## STATED GOAL
Reproduce the items below without any change, beginning at the line that contains "The pointer SHOULD provide one marker per instance of the cream" and continuing through the last line of the items.

::: INFORMATION SUPPLIED

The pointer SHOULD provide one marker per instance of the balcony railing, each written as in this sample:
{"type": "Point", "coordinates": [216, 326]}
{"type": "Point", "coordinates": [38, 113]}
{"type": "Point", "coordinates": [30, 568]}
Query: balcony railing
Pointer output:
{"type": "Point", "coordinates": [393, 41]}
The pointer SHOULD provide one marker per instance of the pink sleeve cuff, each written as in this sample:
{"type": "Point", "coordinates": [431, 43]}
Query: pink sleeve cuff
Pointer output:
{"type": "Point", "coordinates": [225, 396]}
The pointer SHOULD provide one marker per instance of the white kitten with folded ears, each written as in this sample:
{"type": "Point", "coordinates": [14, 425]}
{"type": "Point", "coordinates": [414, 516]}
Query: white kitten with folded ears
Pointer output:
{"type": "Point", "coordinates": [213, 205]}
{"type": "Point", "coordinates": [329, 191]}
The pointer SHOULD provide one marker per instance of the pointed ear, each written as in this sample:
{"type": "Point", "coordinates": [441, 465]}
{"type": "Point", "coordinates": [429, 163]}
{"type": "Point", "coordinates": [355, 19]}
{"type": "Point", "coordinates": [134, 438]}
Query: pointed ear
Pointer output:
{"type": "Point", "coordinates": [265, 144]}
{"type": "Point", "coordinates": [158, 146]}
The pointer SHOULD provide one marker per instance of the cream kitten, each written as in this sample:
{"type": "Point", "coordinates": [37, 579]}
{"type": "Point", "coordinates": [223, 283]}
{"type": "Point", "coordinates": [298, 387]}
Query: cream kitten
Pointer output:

::::::

## SOLVED PROBLEM
The pointer SHOULD provide one marker per instance of the cream kitten, each written as in this sample:
{"type": "Point", "coordinates": [37, 579]}
{"type": "Point", "coordinates": [223, 283]}
{"type": "Point", "coordinates": [298, 387]}
Query: cream kitten
Pointer output:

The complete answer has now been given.